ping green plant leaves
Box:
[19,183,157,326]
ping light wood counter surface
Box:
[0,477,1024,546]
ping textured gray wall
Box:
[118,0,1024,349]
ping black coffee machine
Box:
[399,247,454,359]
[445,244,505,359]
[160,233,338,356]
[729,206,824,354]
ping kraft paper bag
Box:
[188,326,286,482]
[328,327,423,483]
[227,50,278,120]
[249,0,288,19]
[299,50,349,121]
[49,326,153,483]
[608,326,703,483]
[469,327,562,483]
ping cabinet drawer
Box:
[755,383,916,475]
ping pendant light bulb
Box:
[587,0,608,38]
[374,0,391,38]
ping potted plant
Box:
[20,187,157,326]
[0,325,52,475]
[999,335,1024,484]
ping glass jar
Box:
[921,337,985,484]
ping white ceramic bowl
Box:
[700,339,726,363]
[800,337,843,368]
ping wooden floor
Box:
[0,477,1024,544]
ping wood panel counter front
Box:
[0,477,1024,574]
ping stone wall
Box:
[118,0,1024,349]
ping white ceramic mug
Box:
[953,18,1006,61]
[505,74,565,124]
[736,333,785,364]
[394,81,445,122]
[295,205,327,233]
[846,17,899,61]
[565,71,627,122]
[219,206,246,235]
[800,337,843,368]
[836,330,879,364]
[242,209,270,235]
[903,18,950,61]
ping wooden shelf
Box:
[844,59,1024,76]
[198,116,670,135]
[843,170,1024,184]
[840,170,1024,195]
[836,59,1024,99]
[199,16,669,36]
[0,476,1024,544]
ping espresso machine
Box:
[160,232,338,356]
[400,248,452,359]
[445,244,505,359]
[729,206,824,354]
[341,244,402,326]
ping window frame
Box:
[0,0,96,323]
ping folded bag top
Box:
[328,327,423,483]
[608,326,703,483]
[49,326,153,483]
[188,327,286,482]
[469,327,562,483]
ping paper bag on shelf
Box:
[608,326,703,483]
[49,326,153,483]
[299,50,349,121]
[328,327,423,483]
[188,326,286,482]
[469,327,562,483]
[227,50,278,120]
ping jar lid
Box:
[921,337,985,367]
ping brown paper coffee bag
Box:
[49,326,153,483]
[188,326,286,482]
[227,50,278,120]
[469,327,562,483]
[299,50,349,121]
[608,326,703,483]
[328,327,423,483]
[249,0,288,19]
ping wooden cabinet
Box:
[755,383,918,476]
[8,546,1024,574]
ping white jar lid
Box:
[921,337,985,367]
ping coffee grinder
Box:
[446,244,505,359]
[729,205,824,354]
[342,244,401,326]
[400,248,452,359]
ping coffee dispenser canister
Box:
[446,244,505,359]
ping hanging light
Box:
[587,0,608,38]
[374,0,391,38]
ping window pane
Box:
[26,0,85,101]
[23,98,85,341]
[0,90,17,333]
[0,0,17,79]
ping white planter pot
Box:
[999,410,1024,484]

▶ What is required
Reproduce all of the material above line for line, with no changes.

▶ Solution for this exercise
ping green plant leaves
Box:
[19,183,157,326]
ping light wood counter surface
Box:
[0,477,1024,546]
ping textured gray wall
Box:
[118,0,1024,349]
ping black coffee machine
Box:
[399,247,454,359]
[445,244,505,359]
[160,233,338,356]
[729,206,824,354]
ping kraft paper bag
Box:
[188,326,286,482]
[328,327,423,483]
[227,50,278,120]
[249,0,288,19]
[299,50,349,121]
[49,326,153,483]
[608,326,703,483]
[469,327,562,483]
ping cabinet drawer
Box:
[755,383,916,475]
ping pendant light bulb
Box:
[587,0,608,38]
[374,0,391,38]
ping potted plant
Box:
[20,187,157,326]
[0,325,52,475]
[999,335,1024,484]
ping glass jar
Box:
[921,337,985,484]
ping white ceramic bowl
Box:
[700,339,726,363]
[800,337,843,368]
ping wooden floor
Box:
[0,477,1024,544]
ping wood panel counter front
Box:
[0,477,1024,574]
ping stone wall
Box:
[118,0,1024,349]
ping white ceramic mug
Box:
[953,18,1006,61]
[505,74,565,124]
[736,333,785,364]
[394,81,445,122]
[295,205,327,233]
[846,17,899,61]
[565,71,627,122]
[219,206,246,235]
[800,337,843,368]
[836,330,879,364]
[242,209,270,235]
[903,18,950,61]
ping wooden shelf
Box:
[844,59,1024,76]
[198,116,670,135]
[843,170,1024,184]
[840,170,1024,195]
[836,59,1024,99]
[199,16,669,36]
[0,476,1024,544]
ping espresso machine
Box:
[160,232,338,356]
[400,248,452,359]
[445,244,505,359]
[729,206,824,354]
[341,244,402,326]
ping window frame
Box:
[0,0,96,323]
ping folded bag top
Box:
[328,327,423,483]
[608,326,703,483]
[49,326,153,483]
[188,327,286,482]
[469,327,562,483]
ping paper bag on shelf
Box:
[608,326,703,483]
[49,326,153,483]
[299,50,349,121]
[328,327,423,483]
[188,326,286,482]
[469,327,562,483]
[227,50,278,120]
ping jar lid
Box:
[921,337,985,367]
ping brown paper coffee bag
Box:
[49,326,153,483]
[188,326,286,482]
[227,50,278,120]
[469,327,562,483]
[299,50,349,121]
[608,326,703,483]
[328,327,423,483]
[249,0,288,19]
ping wooden cabinet
Box:
[755,383,918,476]
[8,546,1024,574]
ping white jar lid
Box:
[921,337,985,367]
ping coffee grinder
Box:
[446,244,505,359]
[729,205,824,354]
[342,244,401,326]
[400,248,452,359]
ping coffee dispenser canister
Box:
[446,244,505,359]
ping hanging light
Box:
[587,0,608,38]
[374,0,391,38]
ping window pane
Box:
[26,0,85,101]
[23,98,85,341]
[0,90,17,333]
[0,0,17,79]
ping white planter pot
Box:
[999,410,1024,484]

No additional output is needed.